* _Text passage_
──────────────────────────────

Organizations and power users need to understand who did what, to which object, from where, and when, but ordinary timelines, feeds, notifications, and history pages often omit the evidence, scope, retention, and export behavior required for investigation.
Investigate recorded system activity
Filter by event type, expand a record, copy the event ID, export the current query, switch timezone, reveal retention limits, and compare vague-events, hidden-scope, export-mismatch, read-clears, local-time-drift, and duplicate-stream failures.
Launch the live UI/UX lab when you want to inspect states, keyboard behavior, and common failure modes.
State To Inspect
Default log state with event records, result count, visible timezone, retention window, and permission scope.
Keyboard / Access
Tab reaches filter controls, search, date range, export, table rows, row expansion, copy event ID, and detail actions in predictable order.
Avoid Generating
Calling a social feed or notification drawer an activity log without event evidence.
What this pattern is for
Provide an activity log with structured event records, actor/action/object anatomy, powerful filtering and search, visible scope and retention limits, event details, redaction and delay states, export behavior, and clear distinctions from summaries, notifications, and user-controlled history.
Users need to inspect recorded user, admin, system, security, or integration events.
The goal is only to show a readable milestone history for one case or process.
How to judge the result
UI
What the user sees, scans, and manipulates.
Good signs
- An organization audit log table shows timestamp, actor, action, target object, app, IP address, result, and a Details drawer with before and after fields.
- A filtered security log displays 'admin role changes, last 7 days, UTC, 42 records, 3 redacted by scope' with Export CSV and Save query controls.
Warning signs
- A page titled Activity shows vague entries such as Changed settings with no actor, target, timestamp, or source.
- An export button downloads a different date range and timezone than the on-screen filtered log.
More UI guidance
- Render activity logs as evidence-oriented records with event time, actor, action, object, source system, scope, result, and technical context such as IP address or location when available.
- Expose filters, query syntax, retention window, permission scope, redaction, export, and timezone state directly beside the results so users know what the visible log does and does not prove.

──────────────────────────────

* _Entries supplied_
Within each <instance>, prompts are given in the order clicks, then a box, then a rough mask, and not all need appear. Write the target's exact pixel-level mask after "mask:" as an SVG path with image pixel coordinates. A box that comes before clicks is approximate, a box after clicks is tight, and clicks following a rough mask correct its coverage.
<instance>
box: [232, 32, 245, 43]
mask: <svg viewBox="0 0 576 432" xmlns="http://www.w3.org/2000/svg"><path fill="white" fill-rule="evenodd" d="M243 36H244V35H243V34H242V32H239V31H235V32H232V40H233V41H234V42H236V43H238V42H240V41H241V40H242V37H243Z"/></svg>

──────────────────────────────

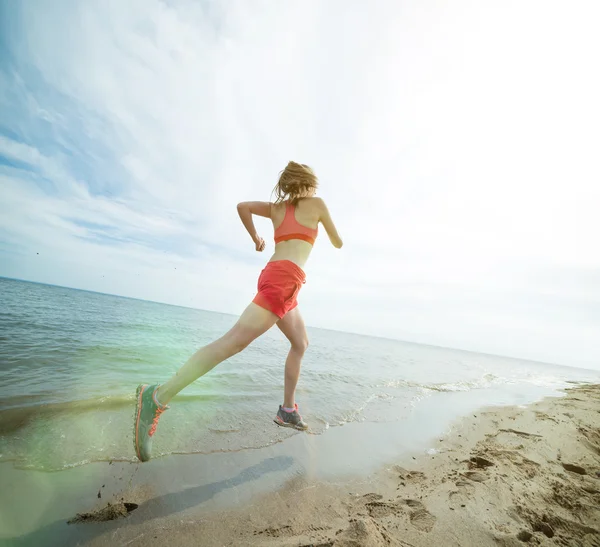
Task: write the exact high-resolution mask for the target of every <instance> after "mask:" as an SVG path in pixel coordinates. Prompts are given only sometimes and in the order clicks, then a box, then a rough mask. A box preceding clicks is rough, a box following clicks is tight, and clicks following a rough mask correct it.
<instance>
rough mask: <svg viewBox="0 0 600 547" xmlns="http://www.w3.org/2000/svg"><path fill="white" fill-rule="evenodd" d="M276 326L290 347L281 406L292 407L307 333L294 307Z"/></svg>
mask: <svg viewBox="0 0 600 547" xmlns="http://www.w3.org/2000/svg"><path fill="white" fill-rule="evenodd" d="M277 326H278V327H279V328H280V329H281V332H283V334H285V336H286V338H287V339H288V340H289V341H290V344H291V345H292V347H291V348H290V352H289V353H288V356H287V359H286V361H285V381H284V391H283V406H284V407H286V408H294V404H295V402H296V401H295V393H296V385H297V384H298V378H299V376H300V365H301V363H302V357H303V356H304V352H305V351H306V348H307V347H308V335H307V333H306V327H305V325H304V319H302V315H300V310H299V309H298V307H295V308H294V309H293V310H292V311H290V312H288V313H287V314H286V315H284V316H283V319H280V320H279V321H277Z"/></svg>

──────────────────────────────

* _Problems to solve_
1. Decide whether each statement below agrees with the activity log guidance, answering yes or no and quoting the words from it that settle the matter: (a) an export button that downloads a different date range than the on-screen log is listed as a good sign; (b) Tab reaches the copy event ID control; (c) the filtered security log example shows 42 records.
2. Carry the activity log guidance further, starting after its last sentence.

* _Answers by item_
1.
(a) No. It appears under "Warning signs": "An export button downloads a different date range and timezone than the on-screen filtered log."
(b) Yes: "Tab reaches filter controls, search, date range, export, table rows, row expansion, copy event ID, and detail actions in predictable order."
(c) Yes: "'admin role changes, last 7 days, UTC, 42 records, 3 redacted by scope'"

2.
UX
How the interaction helps the user finish the task.
Good signs
- An admin filters to failed SSO events, expands one entry, copies the event ID, exports the filtered range, and sees that records older than 180 days require a different archive.
- A support lead opens a user-access event and sees actor, object, changed role, IP address, source app, timestamp in UTC, and redacted fields caused by permission scope.
Warning signs
- A user marks a notification read and the corresponding activity evidence disappears from the only log.
- A security analyst searches for a deleted repository event but the UI hides that Git events have shorter retention.
More UX guidance
- Use activity log when users need to investigate, audit, verify, or troubleshoot actions across accounts, objects, systems, settings, or security boundaries.
- Protect trust by showing provenance and limitations: delayed ingestion, redacted fields, duplicated streamed events, retention cutoffs, scoped access, export range, and whether records are immutable or corrected.
What the implementation must handle
- Default log state with event records, result count, visible timezone, retention window, and permission scope.
- Filtered and searched states by actor, action, object, app, date range, result, IP, location, or event ID.
- Expanded event detail state with changed fields, source, event ID, request context, and related object route.
- Each log row identifies one recorded event and keeps actor, action, object, timestamp, and event ID stable across filtering, sorting, expansion, export, and refresh.
- Filters narrow visible records without deleting or mutating log evidence.
- Search and date range controls state the timezone and included endpoints used by the query.
- Calling a social feed or notification drawer an activity log without event evidence.
- Using vague activity labels that omit actor, action, object, timestamp, or result.
- Hiding retention limits, permission scope, or redaction until after users fail to find records.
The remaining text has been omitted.